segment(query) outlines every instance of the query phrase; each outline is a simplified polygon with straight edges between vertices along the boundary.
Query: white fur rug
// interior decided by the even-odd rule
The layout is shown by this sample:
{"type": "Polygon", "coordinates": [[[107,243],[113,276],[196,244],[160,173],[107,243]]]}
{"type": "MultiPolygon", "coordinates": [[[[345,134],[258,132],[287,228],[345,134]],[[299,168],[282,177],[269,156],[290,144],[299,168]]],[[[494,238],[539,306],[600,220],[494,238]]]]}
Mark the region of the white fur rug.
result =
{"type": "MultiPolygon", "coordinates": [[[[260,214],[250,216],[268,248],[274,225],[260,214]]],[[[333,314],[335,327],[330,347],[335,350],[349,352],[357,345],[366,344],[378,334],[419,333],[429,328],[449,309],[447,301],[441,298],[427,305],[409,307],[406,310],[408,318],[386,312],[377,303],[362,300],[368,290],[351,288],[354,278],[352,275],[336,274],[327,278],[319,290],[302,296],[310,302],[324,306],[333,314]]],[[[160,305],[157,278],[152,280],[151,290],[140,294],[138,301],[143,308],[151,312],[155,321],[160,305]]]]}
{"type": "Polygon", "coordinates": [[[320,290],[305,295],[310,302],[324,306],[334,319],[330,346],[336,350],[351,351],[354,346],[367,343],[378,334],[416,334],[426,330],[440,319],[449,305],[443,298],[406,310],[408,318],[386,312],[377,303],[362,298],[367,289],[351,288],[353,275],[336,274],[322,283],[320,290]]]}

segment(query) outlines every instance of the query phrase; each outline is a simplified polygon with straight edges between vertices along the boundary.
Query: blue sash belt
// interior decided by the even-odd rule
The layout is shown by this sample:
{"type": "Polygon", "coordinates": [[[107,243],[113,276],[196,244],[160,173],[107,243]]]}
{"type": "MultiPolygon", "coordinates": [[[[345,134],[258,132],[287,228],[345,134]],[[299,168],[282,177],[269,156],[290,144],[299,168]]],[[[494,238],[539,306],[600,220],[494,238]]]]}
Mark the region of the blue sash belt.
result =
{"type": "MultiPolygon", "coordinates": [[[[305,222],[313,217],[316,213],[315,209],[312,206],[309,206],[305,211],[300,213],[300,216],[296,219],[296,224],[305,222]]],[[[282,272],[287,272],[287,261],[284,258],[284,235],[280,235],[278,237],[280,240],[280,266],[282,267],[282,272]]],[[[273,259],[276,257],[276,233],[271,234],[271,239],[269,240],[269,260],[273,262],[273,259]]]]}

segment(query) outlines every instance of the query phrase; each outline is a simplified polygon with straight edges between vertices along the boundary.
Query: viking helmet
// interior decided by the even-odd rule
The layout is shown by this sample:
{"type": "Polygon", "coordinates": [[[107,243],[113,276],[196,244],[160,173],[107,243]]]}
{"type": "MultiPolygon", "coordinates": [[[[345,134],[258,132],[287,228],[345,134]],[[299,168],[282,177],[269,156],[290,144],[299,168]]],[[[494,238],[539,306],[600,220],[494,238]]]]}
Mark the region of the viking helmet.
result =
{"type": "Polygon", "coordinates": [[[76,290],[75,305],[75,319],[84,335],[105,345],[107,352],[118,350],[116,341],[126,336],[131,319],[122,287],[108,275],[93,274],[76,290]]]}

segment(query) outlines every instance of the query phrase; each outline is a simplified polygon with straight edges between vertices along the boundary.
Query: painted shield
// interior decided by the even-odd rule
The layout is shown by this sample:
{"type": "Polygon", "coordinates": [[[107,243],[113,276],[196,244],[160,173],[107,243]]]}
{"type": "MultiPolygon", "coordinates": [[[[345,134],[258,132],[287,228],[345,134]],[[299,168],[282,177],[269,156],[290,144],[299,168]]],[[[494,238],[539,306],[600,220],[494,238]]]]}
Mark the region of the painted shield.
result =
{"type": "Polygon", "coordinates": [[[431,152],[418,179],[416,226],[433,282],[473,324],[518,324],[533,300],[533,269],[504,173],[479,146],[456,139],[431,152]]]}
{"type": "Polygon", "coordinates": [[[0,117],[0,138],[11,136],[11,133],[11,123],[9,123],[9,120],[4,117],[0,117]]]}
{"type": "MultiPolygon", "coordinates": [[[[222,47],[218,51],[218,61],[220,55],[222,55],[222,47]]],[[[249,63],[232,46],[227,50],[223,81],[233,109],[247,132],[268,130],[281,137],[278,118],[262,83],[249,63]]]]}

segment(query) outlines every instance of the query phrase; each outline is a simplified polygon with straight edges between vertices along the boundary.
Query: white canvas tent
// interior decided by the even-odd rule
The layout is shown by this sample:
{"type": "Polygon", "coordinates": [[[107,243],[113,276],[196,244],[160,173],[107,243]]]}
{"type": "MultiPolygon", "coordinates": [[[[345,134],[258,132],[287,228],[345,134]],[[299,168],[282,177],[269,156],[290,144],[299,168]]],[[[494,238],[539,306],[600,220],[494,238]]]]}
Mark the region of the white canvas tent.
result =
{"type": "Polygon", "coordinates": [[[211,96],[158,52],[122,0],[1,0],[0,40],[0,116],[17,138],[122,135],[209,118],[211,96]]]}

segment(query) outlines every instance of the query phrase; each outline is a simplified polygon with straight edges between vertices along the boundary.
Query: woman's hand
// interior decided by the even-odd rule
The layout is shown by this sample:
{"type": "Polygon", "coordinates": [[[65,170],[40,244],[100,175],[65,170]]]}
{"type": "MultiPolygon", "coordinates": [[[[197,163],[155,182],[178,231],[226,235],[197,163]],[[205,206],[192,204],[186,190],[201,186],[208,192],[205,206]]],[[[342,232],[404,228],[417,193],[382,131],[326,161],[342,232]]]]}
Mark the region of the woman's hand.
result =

### EXERCISE OBJECTIVE
The answer must restate all of the entries exactly.

### RESPONSE AREA
segment(query) outlines every instance of the query phrase; each outline is a simplified polygon with straight edges between vertices along the boundary.
Query: white fur rug
// interior decided by the even-odd rule
The layout is shown by this sample:
{"type": "Polygon", "coordinates": [[[107,243],[113,276],[196,244],[160,173],[107,243]]]}
{"type": "MultiPolygon", "coordinates": [[[[345,134],[258,132],[287,228],[345,134]],[[299,168],[282,177],[269,156],[290,144],[299,168]]],[[[494,238],[539,306],[600,220],[494,238]]]]}
Mark the region of the white fur rug.
result =
{"type": "MultiPolygon", "coordinates": [[[[260,214],[250,216],[268,248],[274,225],[260,214]]],[[[333,314],[335,327],[330,347],[335,350],[349,352],[357,345],[366,344],[378,334],[419,333],[429,328],[449,309],[447,301],[441,298],[427,305],[409,307],[406,310],[408,318],[386,312],[377,303],[362,300],[368,290],[351,288],[354,278],[352,275],[336,274],[327,278],[319,290],[302,296],[310,302],[324,306],[333,314]]],[[[160,305],[157,278],[152,280],[151,290],[140,294],[138,301],[143,308],[151,312],[155,321],[160,305]]]]}
{"type": "Polygon", "coordinates": [[[320,290],[305,295],[310,302],[324,306],[334,319],[330,346],[336,350],[351,351],[354,346],[367,343],[378,334],[416,334],[426,330],[440,319],[449,305],[443,298],[406,310],[408,318],[386,312],[377,303],[362,298],[367,289],[351,288],[353,275],[336,274],[322,283],[320,290]]]}

segment(query) outlines every instance of the query phrase; each outline is a simplified polygon with straight edges between vertices along the boundary.
Query: blue sash belt
// interior decided by the even-odd rule
The layout is shown by this sample:
{"type": "Polygon", "coordinates": [[[107,243],[113,276],[196,244],[160,173],[107,243]]]}
{"type": "MultiPolygon", "coordinates": [[[[345,134],[258,132],[287,228],[345,134]],[[299,168],[282,177],[269,156],[290,144],[299,168]]],[[[494,238],[539,306],[600,220],[494,238]]]]}
Mark the region of the blue sash belt.
result =
{"type": "MultiPolygon", "coordinates": [[[[305,222],[313,217],[316,213],[315,209],[312,206],[309,206],[305,211],[300,213],[300,216],[296,219],[296,224],[305,222]]],[[[282,272],[287,272],[287,261],[284,258],[284,235],[280,235],[278,237],[280,240],[280,266],[282,267],[282,272]]],[[[273,259],[276,257],[276,233],[271,234],[271,239],[269,240],[269,260],[273,262],[273,259]]]]}

segment(query) outlines every instance of the query phrase; each outline is a simplified polygon with straight edges between vertices along the boundary.
Query: viking helmet
// interior decided by the even-odd rule
The layout is shown by this sample:
{"type": "Polygon", "coordinates": [[[107,243],[113,276],[196,244],[160,173],[107,243]]]}
{"type": "MultiPolygon", "coordinates": [[[[345,134],[258,132],[287,228],[345,134]],[[299,168],[282,177],[269,156],[290,144],[299,168]]],[[[494,238],[539,306],[600,220],[494,238]]]]}
Mark the region of the viking helmet.
result =
{"type": "Polygon", "coordinates": [[[76,290],[75,305],[75,319],[84,335],[105,345],[107,352],[118,350],[116,341],[126,336],[131,319],[122,287],[108,275],[93,274],[76,290]]]}

segment(query) outlines every instance of the query phrase; each outline is a simplified polygon with straight edges between vertices along the boundary.
Query: painted shield
// interior decided by the even-odd rule
The layout is shown by this sample:
{"type": "Polygon", "coordinates": [[[107,243],[113,276],[196,244],[160,173],[107,243]]]}
{"type": "MultiPolygon", "coordinates": [[[[345,134],[258,132],[287,228],[345,134]],[[299,168],[282,177],[269,156],[290,144],[299,168]]],[[[494,238],[539,306],[600,220],[494,238]]]]}
Mark the region of the painted shield.
result =
{"type": "Polygon", "coordinates": [[[431,152],[418,179],[416,226],[433,282],[473,324],[518,324],[533,300],[533,269],[504,173],[479,146],[456,139],[431,152]]]}
{"type": "Polygon", "coordinates": [[[0,117],[0,138],[11,136],[11,133],[11,123],[9,123],[9,120],[4,117],[0,117]]]}
{"type": "MultiPolygon", "coordinates": [[[[222,47],[218,51],[218,61],[220,55],[222,55],[222,47]]],[[[249,63],[232,46],[227,50],[223,81],[233,109],[247,132],[268,130],[281,137],[278,118],[262,83],[249,63]]]]}

segment(query) outlines every instance of the query phrase; each outline is a simplified polygon with straight edges between vertices along the boundary.
Query: white canvas tent
// interior decided by the even-odd rule
The layout is shown by this sample:
{"type": "Polygon", "coordinates": [[[107,243],[113,276],[196,244],[160,173],[107,243]]]}
{"type": "MultiPolygon", "coordinates": [[[[345,134],[258,132],[287,228],[345,134]],[[299,168],[282,177],[269,156],[290,144],[299,168]]],[[[494,238],[539,306],[600,220],[494,238]]]]}
Mark the region of the white canvas tent.
result =
{"type": "Polygon", "coordinates": [[[211,96],[158,52],[122,0],[1,0],[0,40],[0,116],[17,138],[122,135],[209,118],[211,96]]]}

segment(query) outlines every instance of the query phrase; each outline is a simplified polygon with straight edges between vertices along the boundary.
Query: woman's hand
// interior decided by the even-odd rule
The layout is shown by this sample:
{"type": "Polygon", "coordinates": [[[65,170],[40,244],[100,175],[65,170]]]}
{"type": "MultiPolygon", "coordinates": [[[[197,163],[155,182],[178,231],[226,235],[197,163]],[[205,206],[192,204],[186,190],[201,186],[208,192],[205,206]]],[[[342,232],[404,228],[417,193],[382,131],[326,161],[342,232]]]]}
Mark the region of the woman's hand.
result =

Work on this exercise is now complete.